__Aim of the task__: Duplicate the lines below word for word, beginning at the line that contains "Locate the stadium" and stopping after the line that contains "[1249, 114]".

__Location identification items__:
-- -- --

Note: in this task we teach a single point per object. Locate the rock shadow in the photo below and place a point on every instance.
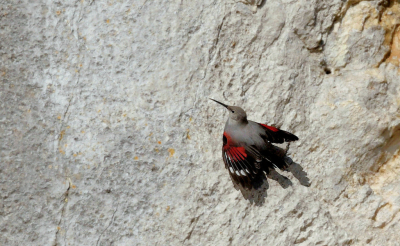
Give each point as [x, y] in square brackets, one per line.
[258, 195]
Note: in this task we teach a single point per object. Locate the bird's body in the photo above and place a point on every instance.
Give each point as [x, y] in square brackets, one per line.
[247, 148]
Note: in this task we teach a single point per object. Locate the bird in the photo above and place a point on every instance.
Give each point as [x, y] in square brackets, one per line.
[248, 149]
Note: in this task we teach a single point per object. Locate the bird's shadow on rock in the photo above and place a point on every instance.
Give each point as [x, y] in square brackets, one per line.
[257, 196]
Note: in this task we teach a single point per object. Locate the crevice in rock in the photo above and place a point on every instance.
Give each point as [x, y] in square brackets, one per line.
[111, 221]
[377, 210]
[65, 200]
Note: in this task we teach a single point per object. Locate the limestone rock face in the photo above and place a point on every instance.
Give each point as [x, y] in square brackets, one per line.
[107, 136]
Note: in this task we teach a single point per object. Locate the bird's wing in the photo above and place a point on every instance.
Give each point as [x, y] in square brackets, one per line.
[243, 162]
[275, 135]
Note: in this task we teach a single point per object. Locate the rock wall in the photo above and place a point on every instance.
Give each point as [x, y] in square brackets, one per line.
[107, 135]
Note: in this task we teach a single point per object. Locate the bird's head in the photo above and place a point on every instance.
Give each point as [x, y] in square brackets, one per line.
[235, 113]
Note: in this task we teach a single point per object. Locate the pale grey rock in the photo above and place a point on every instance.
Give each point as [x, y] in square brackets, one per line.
[107, 135]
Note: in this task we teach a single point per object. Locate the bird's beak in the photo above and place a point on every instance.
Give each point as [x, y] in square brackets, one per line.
[226, 106]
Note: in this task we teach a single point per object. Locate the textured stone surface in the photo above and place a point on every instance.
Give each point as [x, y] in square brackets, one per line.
[107, 135]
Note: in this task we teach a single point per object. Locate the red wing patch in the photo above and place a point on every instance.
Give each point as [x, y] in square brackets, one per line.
[270, 127]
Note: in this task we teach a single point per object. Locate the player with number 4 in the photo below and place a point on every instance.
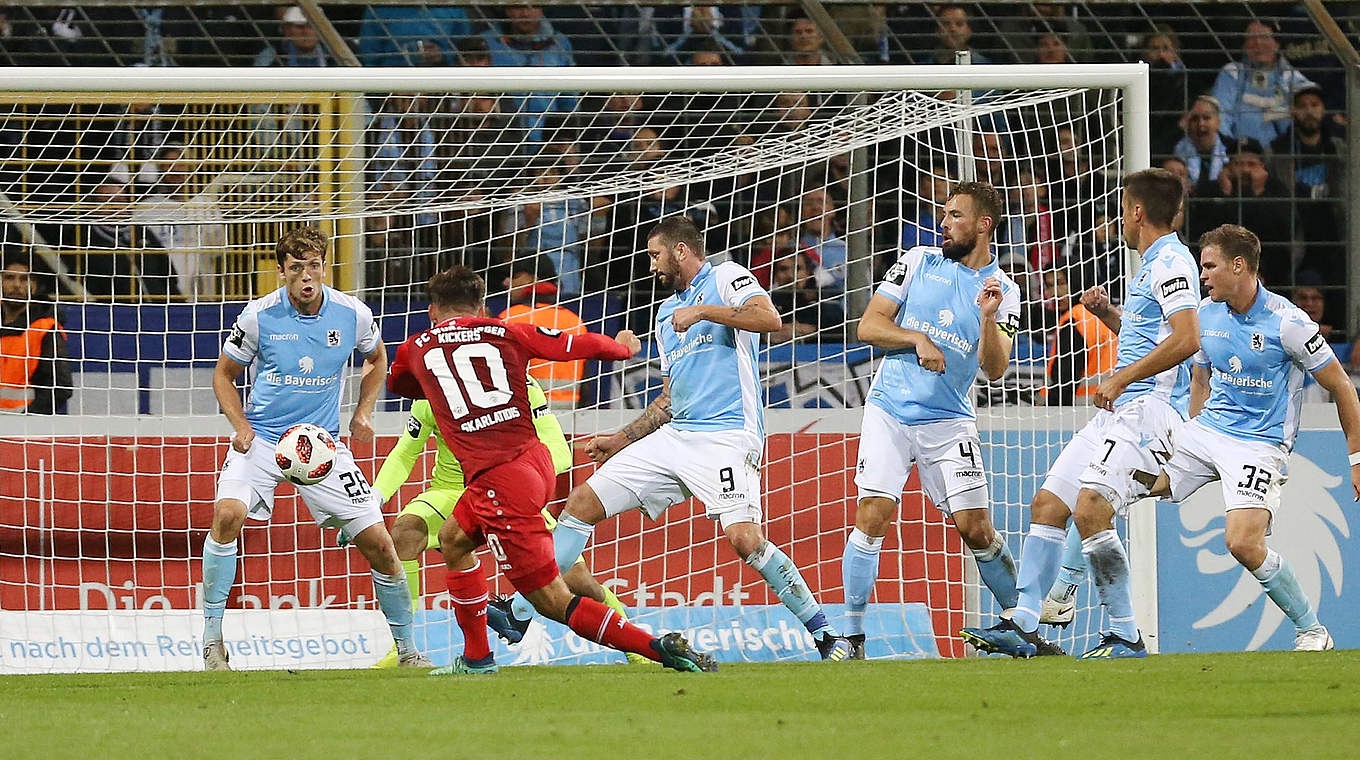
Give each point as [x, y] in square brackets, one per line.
[940, 314]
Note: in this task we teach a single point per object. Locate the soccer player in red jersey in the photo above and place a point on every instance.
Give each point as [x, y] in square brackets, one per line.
[472, 369]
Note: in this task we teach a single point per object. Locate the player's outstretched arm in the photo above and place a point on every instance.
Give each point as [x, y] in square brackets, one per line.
[1198, 388]
[1096, 301]
[544, 343]
[1179, 346]
[656, 415]
[225, 388]
[401, 380]
[396, 468]
[994, 344]
[879, 328]
[756, 314]
[370, 385]
[1334, 378]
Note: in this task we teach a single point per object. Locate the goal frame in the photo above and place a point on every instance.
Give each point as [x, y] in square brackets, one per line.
[1130, 79]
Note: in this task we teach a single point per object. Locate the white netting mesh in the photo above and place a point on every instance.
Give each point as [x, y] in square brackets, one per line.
[158, 215]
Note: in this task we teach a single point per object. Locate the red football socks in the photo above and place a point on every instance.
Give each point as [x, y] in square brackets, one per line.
[468, 589]
[597, 623]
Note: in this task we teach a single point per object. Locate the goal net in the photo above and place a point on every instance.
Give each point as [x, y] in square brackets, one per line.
[148, 215]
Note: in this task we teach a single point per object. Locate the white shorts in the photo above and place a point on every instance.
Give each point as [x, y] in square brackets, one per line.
[342, 501]
[1106, 454]
[1251, 472]
[720, 468]
[948, 456]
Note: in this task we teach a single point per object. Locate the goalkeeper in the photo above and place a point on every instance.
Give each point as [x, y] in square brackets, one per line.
[416, 528]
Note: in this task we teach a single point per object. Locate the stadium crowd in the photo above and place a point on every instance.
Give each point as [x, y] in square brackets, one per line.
[1249, 114]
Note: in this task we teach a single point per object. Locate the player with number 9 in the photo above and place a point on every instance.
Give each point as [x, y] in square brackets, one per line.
[299, 340]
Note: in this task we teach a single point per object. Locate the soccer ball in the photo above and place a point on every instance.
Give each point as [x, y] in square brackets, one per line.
[305, 454]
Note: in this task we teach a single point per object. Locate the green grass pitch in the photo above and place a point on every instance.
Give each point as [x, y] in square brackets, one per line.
[1264, 704]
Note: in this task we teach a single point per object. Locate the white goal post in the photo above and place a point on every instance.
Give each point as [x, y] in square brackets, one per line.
[750, 150]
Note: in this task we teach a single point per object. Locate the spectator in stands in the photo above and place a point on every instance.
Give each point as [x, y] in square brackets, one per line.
[989, 157]
[771, 230]
[123, 258]
[701, 27]
[1081, 348]
[1310, 299]
[707, 55]
[34, 373]
[1168, 89]
[1255, 91]
[1028, 225]
[1026, 34]
[554, 229]
[1204, 148]
[920, 219]
[1246, 193]
[301, 45]
[411, 36]
[807, 45]
[822, 235]
[525, 38]
[189, 225]
[1311, 152]
[954, 34]
[533, 299]
[1311, 158]
[1072, 186]
[1051, 49]
[403, 143]
[793, 288]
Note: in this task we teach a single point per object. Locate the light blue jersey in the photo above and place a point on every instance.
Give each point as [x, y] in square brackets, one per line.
[713, 370]
[298, 362]
[937, 297]
[1167, 282]
[1258, 360]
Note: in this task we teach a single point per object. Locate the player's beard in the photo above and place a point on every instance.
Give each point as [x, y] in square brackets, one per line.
[955, 250]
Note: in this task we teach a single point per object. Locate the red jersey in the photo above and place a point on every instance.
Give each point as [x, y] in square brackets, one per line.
[473, 370]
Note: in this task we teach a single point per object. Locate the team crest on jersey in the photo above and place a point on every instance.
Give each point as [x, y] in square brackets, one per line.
[896, 273]
[1174, 286]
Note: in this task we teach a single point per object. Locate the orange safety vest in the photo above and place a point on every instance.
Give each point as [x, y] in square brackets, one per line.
[1102, 346]
[19, 356]
[561, 380]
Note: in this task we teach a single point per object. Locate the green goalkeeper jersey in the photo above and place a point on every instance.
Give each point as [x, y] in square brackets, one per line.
[448, 471]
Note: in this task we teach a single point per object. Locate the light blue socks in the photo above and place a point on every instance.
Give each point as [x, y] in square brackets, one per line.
[1110, 575]
[788, 583]
[858, 574]
[1038, 568]
[997, 570]
[1283, 588]
[395, 601]
[219, 571]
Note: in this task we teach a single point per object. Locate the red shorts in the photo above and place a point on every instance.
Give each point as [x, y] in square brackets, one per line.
[501, 509]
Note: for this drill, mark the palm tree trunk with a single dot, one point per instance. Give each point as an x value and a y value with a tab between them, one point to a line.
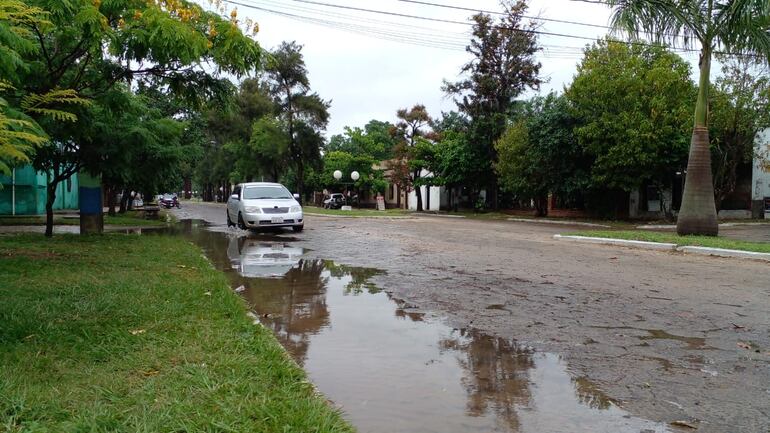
698	215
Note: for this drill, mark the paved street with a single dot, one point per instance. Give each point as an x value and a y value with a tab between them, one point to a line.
666	335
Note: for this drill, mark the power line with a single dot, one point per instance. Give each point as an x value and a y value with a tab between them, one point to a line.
489	12
440	20
457	42
418	17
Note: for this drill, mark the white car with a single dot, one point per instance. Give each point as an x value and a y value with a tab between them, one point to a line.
260	205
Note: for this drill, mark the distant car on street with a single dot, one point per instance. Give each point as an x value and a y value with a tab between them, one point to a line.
335	201
169	200
258	205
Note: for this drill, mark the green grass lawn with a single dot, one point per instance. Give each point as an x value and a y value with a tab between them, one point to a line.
356	212
699	241
133	219
125	333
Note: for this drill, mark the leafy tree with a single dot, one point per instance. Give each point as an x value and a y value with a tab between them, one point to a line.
631	102
305	114
740	109
738	26
503	67
91	46
411	149
19	133
375	140
369	180
539	154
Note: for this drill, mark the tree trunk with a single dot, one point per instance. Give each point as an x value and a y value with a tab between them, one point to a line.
300	179
417	190
698	215
124	201
51	197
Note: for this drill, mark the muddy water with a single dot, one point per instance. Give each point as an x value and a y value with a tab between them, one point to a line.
391	368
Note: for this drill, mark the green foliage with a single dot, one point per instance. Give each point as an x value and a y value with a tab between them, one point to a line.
138	333
539	155
374	140
304	114
633	104
740	109
133	144
503	67
371	179
19	136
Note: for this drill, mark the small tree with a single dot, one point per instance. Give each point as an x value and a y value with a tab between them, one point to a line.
503	67
411	132
737	26
632	107
305	114
740	110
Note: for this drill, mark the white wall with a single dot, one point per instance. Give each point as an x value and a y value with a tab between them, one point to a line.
435	196
761	178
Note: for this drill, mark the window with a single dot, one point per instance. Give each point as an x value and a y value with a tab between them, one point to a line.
266	193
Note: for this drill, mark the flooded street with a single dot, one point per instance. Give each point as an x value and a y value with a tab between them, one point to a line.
666	337
393	368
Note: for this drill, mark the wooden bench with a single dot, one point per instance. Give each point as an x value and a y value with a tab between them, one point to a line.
151	212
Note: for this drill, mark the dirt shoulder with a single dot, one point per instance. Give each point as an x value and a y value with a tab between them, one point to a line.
668	336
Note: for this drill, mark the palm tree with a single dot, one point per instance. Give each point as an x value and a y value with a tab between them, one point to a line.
740	27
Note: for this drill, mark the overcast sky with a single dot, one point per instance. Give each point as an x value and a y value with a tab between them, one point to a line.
353	62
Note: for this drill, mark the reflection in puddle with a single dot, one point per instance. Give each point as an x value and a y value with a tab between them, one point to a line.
393	369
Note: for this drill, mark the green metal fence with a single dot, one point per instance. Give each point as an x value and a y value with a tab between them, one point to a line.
24	193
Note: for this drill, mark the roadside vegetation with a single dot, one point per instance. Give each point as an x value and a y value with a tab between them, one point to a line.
673	238
133	219
139	333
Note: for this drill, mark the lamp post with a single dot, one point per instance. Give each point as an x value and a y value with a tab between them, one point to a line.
353	175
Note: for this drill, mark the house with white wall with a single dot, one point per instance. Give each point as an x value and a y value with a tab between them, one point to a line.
434	198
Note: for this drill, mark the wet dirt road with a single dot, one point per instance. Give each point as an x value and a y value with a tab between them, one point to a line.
666	337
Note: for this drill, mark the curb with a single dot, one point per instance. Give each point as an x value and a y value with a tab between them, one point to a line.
358	216
618	242
565	222
659	246
720	252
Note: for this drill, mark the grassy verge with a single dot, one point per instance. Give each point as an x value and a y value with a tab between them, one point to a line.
128	333
133	219
356	212
698	241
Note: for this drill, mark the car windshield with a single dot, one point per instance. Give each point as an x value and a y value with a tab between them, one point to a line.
266	192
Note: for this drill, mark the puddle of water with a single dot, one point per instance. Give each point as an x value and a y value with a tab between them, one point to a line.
658	334
392	369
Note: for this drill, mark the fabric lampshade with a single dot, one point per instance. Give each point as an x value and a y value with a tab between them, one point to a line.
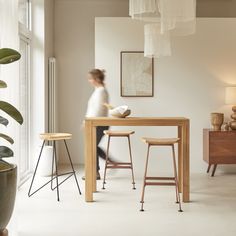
169	18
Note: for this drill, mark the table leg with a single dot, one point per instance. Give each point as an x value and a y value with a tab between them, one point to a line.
94	153
186	163
88	162
180	158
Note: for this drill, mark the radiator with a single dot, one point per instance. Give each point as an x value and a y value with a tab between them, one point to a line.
52	95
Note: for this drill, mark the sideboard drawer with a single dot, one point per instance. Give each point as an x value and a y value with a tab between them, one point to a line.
220	147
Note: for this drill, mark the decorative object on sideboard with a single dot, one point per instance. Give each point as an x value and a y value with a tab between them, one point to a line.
230	99
226	126
217	120
118	112
137	75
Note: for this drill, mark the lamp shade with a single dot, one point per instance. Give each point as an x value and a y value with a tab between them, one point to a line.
230	95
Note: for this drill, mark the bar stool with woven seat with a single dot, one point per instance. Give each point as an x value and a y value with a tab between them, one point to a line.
162	181
118	165
53	137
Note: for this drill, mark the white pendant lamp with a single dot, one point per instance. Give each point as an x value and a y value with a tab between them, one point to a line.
165	18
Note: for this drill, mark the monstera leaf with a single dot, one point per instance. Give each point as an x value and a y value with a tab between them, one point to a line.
5	152
2	84
11	111
6	137
8	55
3	121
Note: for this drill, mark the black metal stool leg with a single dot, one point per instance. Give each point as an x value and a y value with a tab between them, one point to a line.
31	184
214	170
131	160
52	169
107	154
176	179
76	180
144	179
208	168
55	158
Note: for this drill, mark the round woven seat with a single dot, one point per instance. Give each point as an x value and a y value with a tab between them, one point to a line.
118	133
160	141
55	136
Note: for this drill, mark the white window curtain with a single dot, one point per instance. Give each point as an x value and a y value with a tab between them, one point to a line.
165	18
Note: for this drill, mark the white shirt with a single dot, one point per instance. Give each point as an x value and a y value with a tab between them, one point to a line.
96	102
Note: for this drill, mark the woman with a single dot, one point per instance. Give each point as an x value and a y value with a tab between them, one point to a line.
96	107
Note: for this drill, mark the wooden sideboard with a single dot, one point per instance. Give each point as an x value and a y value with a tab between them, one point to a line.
219	147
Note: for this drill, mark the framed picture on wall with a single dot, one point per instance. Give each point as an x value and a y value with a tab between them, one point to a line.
137	74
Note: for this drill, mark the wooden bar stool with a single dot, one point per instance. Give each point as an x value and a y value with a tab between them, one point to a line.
55	137
118	165
162	181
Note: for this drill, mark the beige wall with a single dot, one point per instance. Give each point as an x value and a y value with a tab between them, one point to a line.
190	83
216	8
74	50
49	45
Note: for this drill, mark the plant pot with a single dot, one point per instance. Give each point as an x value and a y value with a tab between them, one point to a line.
8	182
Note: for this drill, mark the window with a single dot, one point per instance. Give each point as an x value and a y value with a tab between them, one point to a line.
24	88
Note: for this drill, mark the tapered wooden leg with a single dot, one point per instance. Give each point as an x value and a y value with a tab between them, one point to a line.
180	158
176	180
4	232
107	158
144	179
214	170
94	158
131	161
186	163
208	168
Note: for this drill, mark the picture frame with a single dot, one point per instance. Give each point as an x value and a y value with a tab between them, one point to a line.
136	74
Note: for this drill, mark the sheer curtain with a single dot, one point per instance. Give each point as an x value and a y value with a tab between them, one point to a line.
10	74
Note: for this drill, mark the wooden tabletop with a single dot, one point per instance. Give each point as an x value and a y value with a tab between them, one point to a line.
137	121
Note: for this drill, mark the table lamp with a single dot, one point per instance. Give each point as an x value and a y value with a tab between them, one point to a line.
230	99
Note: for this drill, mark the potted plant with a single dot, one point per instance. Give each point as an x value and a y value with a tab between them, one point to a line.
8	172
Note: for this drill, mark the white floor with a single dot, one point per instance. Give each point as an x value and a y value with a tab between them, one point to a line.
116	210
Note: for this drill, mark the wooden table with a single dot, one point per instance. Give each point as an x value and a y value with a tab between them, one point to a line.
90	147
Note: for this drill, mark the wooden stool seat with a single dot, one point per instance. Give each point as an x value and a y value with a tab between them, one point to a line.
118	133
55	136
157	180
160	141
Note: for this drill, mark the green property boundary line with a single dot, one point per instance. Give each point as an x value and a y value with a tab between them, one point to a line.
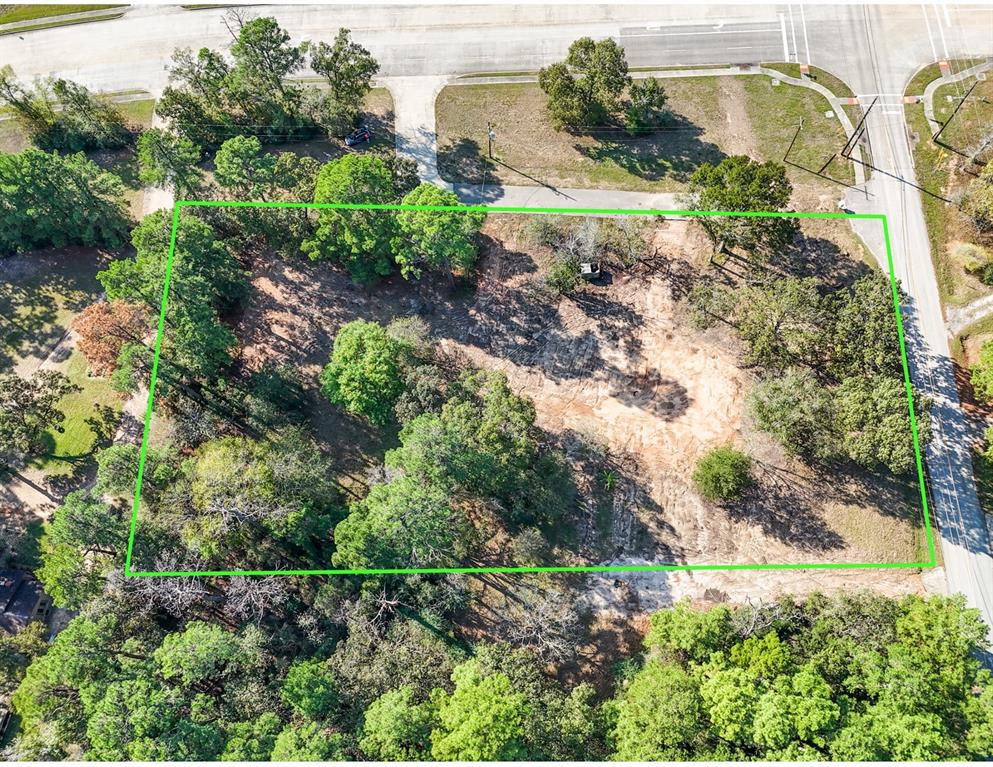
179	205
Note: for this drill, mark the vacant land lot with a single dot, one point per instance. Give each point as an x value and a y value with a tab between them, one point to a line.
40	294
617	366
712	117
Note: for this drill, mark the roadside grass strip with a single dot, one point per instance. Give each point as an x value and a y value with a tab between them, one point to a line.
881	218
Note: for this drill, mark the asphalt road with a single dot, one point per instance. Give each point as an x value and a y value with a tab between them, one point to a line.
876	49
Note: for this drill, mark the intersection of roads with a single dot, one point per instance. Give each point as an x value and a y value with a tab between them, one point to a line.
875	49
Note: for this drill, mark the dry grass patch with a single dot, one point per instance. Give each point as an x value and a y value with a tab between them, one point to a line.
712	117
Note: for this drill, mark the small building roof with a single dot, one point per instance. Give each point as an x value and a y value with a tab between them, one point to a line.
20	595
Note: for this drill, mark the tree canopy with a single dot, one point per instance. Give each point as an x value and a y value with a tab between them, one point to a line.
53	200
585	89
741	184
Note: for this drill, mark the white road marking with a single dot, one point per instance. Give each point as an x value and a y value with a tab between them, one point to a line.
786	45
694	34
796	53
930	37
803	23
941	31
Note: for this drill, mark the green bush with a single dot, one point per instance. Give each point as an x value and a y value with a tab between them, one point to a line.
563	275
723	474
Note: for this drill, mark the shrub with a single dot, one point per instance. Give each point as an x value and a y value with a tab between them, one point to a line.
971	257
723	474
563	275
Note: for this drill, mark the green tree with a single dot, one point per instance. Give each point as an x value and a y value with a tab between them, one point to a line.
683	633
309	742
402	523
64	116
86	523
244	494
723	474
481	720
252	741
864	338
205	279
441	241
52	200
29	409
348	69
585	89
166	159
659	715
396	727
874	421
981	373
648	108
138	719
17	651
566	106
209	99
783	323
242	168
730	698
199	653
741	184
799	412
365	372
264	57
484	442
309	688
361	240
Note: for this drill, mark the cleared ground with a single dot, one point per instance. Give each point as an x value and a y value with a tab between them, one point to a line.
712	117
620	366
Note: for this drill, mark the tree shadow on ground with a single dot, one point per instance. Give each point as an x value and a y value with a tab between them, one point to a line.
810	256
20	537
464	162
123	163
674	151
32	286
785	506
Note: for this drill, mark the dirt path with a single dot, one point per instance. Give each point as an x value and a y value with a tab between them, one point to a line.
739	138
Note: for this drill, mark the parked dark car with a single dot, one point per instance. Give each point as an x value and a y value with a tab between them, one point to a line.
358	136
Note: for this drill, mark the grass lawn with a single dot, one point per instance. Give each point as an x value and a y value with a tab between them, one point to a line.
61	23
970	127
40	293
712	117
91	416
11	14
775	113
940	171
835	84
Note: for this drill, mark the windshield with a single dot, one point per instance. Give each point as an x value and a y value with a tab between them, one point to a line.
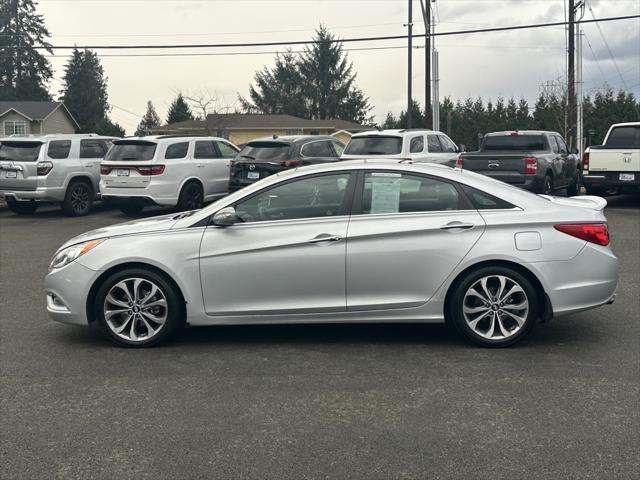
20	151
517	143
131	150
624	137
374	145
264	151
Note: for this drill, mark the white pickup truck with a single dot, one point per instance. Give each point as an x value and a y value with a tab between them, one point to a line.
614	166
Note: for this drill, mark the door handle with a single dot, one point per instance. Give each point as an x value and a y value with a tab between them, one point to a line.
457	226
325	237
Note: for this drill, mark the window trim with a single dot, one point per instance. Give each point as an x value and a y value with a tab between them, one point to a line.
359	193
345	208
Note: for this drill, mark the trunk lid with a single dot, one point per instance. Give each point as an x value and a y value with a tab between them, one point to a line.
19	164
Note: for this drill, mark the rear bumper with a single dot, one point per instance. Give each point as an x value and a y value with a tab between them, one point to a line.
611	181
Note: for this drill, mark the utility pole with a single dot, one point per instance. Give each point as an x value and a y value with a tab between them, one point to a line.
426	17
409	63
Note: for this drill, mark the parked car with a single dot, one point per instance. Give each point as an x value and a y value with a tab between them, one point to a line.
265	156
56	168
614	166
166	170
415	145
532	159
359	241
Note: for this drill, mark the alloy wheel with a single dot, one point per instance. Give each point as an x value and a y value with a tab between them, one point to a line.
495	307
135	309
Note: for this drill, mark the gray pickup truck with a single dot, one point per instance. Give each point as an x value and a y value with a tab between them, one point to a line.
532	159
56	168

-- -- --

__Finished exercise__:
Note: in this task we teach a single point per object. Locate the stadium crowd in the photo above and place a point on every instance.
Give each point as [x, y] in square brackets, one per line.
[1249, 114]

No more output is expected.